*Instructions for the task*.
When a record contains an image, skip the image and retype the rest of that record exactly.

[Stored items]
•••••

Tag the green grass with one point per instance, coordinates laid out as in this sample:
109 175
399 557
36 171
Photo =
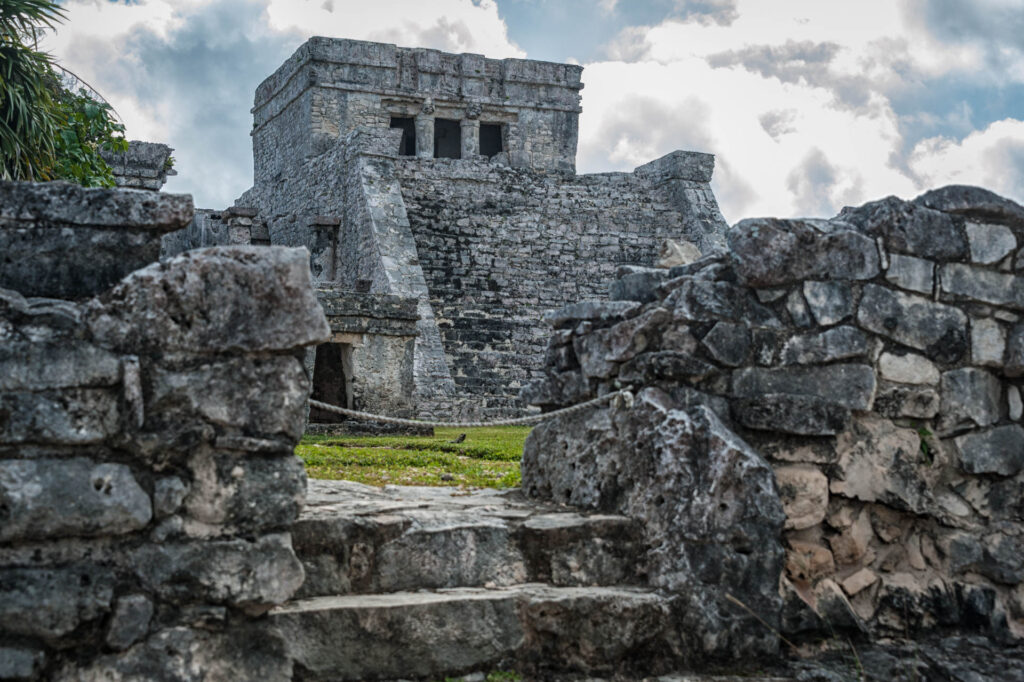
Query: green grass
487 458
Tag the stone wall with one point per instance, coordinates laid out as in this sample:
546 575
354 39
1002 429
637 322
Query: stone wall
238 225
499 246
873 360
380 332
330 87
146 429
143 166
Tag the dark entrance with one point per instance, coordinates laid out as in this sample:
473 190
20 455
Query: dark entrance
332 381
448 139
491 138
408 145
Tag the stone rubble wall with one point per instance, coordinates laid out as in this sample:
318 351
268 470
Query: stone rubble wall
143 166
499 246
146 428
873 359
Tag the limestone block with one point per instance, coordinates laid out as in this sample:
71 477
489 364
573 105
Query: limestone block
847 385
970 396
807 561
630 337
988 342
1015 407
859 581
910 228
791 414
701 300
852 542
130 621
804 492
168 494
974 203
1015 351
247 495
258 396
881 462
49 603
828 346
214 300
895 400
600 311
64 241
677 252
35 366
49 498
915 322
241 652
996 556
982 285
76 416
989 244
796 305
639 287
908 369
770 252
915 274
20 663
254 574
830 302
998 451
728 343
656 448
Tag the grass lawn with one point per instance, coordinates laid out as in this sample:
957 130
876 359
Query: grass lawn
487 458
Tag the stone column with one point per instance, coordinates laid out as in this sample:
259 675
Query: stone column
470 138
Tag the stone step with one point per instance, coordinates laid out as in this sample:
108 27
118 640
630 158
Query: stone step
534 629
356 539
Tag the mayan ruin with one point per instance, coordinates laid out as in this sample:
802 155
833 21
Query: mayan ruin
782 450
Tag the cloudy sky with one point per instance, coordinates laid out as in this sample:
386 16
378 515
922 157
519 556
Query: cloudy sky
808 104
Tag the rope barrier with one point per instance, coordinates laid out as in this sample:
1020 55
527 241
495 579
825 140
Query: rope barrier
368 417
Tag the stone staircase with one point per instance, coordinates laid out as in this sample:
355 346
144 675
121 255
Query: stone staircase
419 583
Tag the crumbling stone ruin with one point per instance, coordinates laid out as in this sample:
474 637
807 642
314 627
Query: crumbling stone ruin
449 179
143 166
870 366
147 420
816 472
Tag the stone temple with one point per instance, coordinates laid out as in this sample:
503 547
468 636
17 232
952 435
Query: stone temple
443 186
817 473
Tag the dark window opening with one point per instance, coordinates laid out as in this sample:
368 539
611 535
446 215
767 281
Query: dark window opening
408 145
332 381
448 138
491 138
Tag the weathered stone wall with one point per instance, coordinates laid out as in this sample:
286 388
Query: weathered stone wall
875 360
330 87
499 246
143 166
238 225
381 331
146 474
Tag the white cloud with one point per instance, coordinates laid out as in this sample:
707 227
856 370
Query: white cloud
992 158
798 111
184 72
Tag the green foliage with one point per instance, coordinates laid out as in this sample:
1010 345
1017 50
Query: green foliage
47 131
487 458
87 126
29 119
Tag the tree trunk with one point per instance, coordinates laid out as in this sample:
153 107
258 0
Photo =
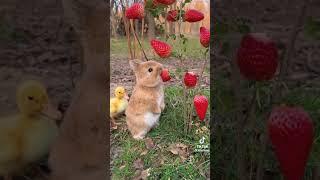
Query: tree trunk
81 149
151 26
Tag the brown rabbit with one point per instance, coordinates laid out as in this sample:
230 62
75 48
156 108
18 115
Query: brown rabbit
147 99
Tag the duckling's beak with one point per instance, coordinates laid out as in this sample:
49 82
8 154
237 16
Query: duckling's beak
126 96
52 112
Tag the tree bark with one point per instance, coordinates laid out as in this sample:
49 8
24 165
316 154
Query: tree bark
81 149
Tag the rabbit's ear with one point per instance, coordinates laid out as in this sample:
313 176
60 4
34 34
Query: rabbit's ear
134 64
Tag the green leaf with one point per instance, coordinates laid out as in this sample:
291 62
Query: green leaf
312 28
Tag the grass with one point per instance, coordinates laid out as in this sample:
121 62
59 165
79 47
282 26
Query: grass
162 163
225 137
119 47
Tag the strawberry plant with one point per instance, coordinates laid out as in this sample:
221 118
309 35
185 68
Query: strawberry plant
271 140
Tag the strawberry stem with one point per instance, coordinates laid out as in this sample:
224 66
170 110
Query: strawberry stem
135 34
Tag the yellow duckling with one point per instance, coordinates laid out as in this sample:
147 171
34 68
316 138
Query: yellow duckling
26 137
118 104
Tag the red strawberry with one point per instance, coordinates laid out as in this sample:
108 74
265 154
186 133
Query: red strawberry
193 15
201 105
136 11
190 79
165 75
291 132
172 15
204 36
257 57
161 48
166 2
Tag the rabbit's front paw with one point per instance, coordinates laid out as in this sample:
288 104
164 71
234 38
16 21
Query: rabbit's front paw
162 106
156 110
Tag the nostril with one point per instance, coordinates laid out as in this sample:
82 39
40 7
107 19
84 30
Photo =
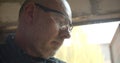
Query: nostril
64 34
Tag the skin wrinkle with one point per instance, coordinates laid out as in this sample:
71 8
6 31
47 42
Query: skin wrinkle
38 31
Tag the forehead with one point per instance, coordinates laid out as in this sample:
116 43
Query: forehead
60 5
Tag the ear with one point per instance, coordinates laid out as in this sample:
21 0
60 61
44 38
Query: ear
29 9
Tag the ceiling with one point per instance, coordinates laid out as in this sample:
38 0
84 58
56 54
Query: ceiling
84 11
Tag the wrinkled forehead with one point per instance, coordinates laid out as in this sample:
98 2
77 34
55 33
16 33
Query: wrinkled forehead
60 5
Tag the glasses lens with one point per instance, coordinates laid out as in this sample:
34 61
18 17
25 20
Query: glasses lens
62 21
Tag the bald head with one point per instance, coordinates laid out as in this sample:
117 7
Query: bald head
60 5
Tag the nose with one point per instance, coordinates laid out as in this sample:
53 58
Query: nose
64 34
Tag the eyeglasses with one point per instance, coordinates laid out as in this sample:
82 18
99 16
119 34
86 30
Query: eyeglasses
62 21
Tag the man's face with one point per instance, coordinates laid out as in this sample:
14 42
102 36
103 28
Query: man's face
49 29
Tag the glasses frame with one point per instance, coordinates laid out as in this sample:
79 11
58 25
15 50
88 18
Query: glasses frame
46 9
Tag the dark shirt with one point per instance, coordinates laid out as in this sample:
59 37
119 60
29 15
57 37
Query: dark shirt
10 53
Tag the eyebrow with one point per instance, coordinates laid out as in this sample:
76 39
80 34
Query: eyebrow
46 9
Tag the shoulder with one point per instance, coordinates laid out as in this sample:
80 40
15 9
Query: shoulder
57 60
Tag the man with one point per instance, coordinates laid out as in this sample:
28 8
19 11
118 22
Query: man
43 26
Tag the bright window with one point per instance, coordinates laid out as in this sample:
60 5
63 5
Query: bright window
88 44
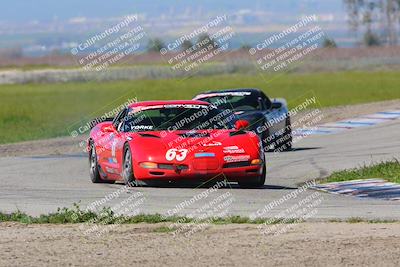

•••••

*Problem solution*.
Tag the green grass with one point per instance, coordinates laid out as in this sample:
109 175
399 557
36 171
Photo =
Query: green grass
487 458
Tag the stone wall with one point per instance, coordinates laid out as in this sample:
546 575
354 39
1002 429
637 322
Query: stone wall
238 225
499 246
873 360
380 332
330 87
146 429
143 166
Tag the dark entrance with one point per instance, coordinates laid out as in this sample:
473 190
20 455
Query: dark entrance
332 381
448 139
491 138
408 145
Tag the stone rubble wall with one point per instance, coordinates laid out as in this sample:
318 351
268 470
Query: stone rubble wall
143 166
499 246
146 428
873 359
Tag the limestone block with one point per instance, coordinates laid out as in this sample:
71 477
489 364
573 105
Query: limestone block
847 385
970 396
807 561
630 337
988 342
1015 407
859 581
910 228
791 414
701 300
852 542
130 621
804 492
168 494
974 203
1015 351
247 495
258 396
881 462
49 603
828 346
214 300
895 400
600 311
64 241
677 252
35 366
49 498
915 322
241 652
996 556
982 285
76 416
989 244
796 305
639 287
908 369
770 252
915 274
20 663
254 574
830 302
998 451
728 343
656 448
Tag the grass lawn with one point per instance, coordinates laid out as in this sample:
957 130
876 359
Query: grass lawn
487 458
Tag the stone column with one point per instance, coordinates laid out as in this sample:
259 675
Query: stone column
470 138
Tag the stone step with one point per instance, coordinates laid out as in this sample:
108 27
118 640
630 158
Query: stone step
534 629
356 539
Tag the mayan ruin with one point per instance, coordinates laid out as in this sample:
802 155
833 21
Query: mayan ruin
782 450
Tag the cloudy sky with one point per instance, coordinates laid out as in this sample:
386 16
378 515
922 157
519 556
Query: cloudy sky
808 104
Tag the rope barrier with one point per instance, coordinates laid out as in this sample:
1020 55
527 241
495 579
825 140
Query: rope barrier
368 417
Tag the stone staircase with one point per instance, coordinates laid out as in this sample:
355 346
144 675
121 255
Query: stone staircase
419 583
Tag the crumbling stone ruin with one point per instance, coordinates laid out as in this sample:
474 637
807 642
314 627
Query: crumbling stone ruin
449 179
143 166
870 366
147 420
816 472
Tag the stone temple with one point per instance, coordinates laid out as in this sample:
503 547
468 636
17 232
952 435
Query: stone temple
443 186
817 473
Tag the dark window opening with one point per instance, coordinates laid out as in this sample:
368 539
611 535
446 215
767 281
Query: dark window opening
408 145
332 381
448 138
491 138
Tag the weathered stone wall with one point per instance, coordinates laid out as in this sample:
286 388
Query: weathered stone wall
875 360
330 87
499 246
143 166
238 225
381 331
146 474
Tag the white cloud with one point per instance, coordinates laid out as in this sample:
707 227
856 370
Query: white cloud
992 158
798 111
184 72
Tag the green foliage with one point per instance, coordinates laid out as in this sample:
1010 345
1017 50
Query: green foliage
47 131
487 458
87 126
29 119
Tag the tree trunk with one point per instance, coordinates laid out as in this sample:
153 107
258 0
Photo =
Query: tree trunk
81 149
151 26
Tag the brown rabbit with one point per instance, coordinates laid out as in this sample:
230 62
75 48
156 108
18 115
Query: brown rabbit
147 99
Tag the duckling's beak with one point per instance, coordinates laid out as in this sample:
49 82
8 154
237 16
Query: duckling's beak
126 96
52 112
Tag the tree bark with one point per instance, coordinates laid out as in this sample:
49 8
24 165
316 154
Query: tree bark
81 149
Tag the rabbit's ear with one point per instance, coordinates laid out as in this sample:
313 176
60 4
34 34
Query: rabbit's ear
134 64
Tag the green leaf with one point per instance, coordinates laid out as in this sample:
291 62
Query: green leaf
312 28
Tag the grass with one point per instance, coordinates laid out as in this sample:
121 62
59 165
79 47
282 26
Query: grass
162 163
225 137
119 47
Tag the strawberry plant with one point per instance, coordinates laid out as in this sample:
221 118
309 35
185 68
Query: strawberry plant
271 140
Tag the strawberry stem with one point per instance, coordinates laid out as in this sample:
224 66
170 110
Query: strawberry stem
135 34
Tag the yellow duckling with one point per instance, coordinates laid out as in this sample:
147 171
34 68
316 138
Query: yellow duckling
26 137
118 104
Tag the red strawberry with one point per instance, coordinates laid out as in this sample:
108 74
265 154
186 133
Query: red strawberry
193 15
201 105
136 11
190 79
165 75
291 132
172 15
204 36
257 57
161 48
166 2
Tag the rabbit's front paw with one point per instance, coordinates laid out as in this sample:
288 104
164 71
234 38
16 21
Query: rabbit's front paw
162 106
156 110
Tag the nostril with one point per instance, coordinates laid out as in this sample:
82 39
40 7
107 19
84 30
Photo =
Query: nostril
64 34
Tag the skin wrinkle with one point per instance, coordinates laid out as in this sample:
71 8
6 31
47 42
Query: skin wrinkle
38 31
Tag the forehead with one point per instance, coordinates laid out as in this sample:
116 43
Query: forehead
60 5
Tag the ear with one point per instance, coordinates laid out as in this sample:
21 0
60 61
44 38
Query: ear
29 9
Tag the ceiling with one point per instance, coordinates laid out as in this sample:
38 0
84 58
56 54
Query: ceiling
84 11
Tag the wrinkled forehead with one point per instance, coordinates laid out as in this sample:
98 2
77 34
55 33
16 33
Query: wrinkled forehead
60 5
Tag the glasses lens with one point per instance, coordinates laid out as in this sample:
34 61
18 17
25 20
Query: glasses lens
62 21
Tag the bald head with one point per instance, coordinates laid out as in this sample:
117 7
Query: bald head
60 5
Tag the nose with one point per instance, coordinates laid out as in this sample:
53 58
Query: nose
64 34
Tag the eyeglasses with one point per instance, coordinates laid out as in this sample:
82 18
99 16
119 34
86 30
Query: eyeglasses
62 21
Tag the man's face with one point per instance, coordinates laid out as in this sample:
14 42
102 36
103 28
Query: man's face
49 29
Tag the glasses frame with one point per instance, coordinates laid out as in this sample:
79 11
58 25
15 50
88 18
Query: glasses frame
46 9
Tag the dark shirt with one point per instance, coordinates laid out as in this sample:
59 37
119 60
29 15
57 37
Query: dark shirt
10 53
Tag the eyebrow with one point per instance, coordinates laid out as in this sample:
76 39
80 34
Query: eyebrow
46 9
Tag the shoulder with one point per instance, coordinates laid out as in this sample:
80 40
15 9
Query: shoulder
57 60
Tag the man with one point per instance, coordinates laid out as in this sample:
28 8
19 11
118 22
Query: man
43 26
Tag the bright window with one point per instance, coordinates laid out as in this sample:
60 5
63 5
Query: bright window
88 44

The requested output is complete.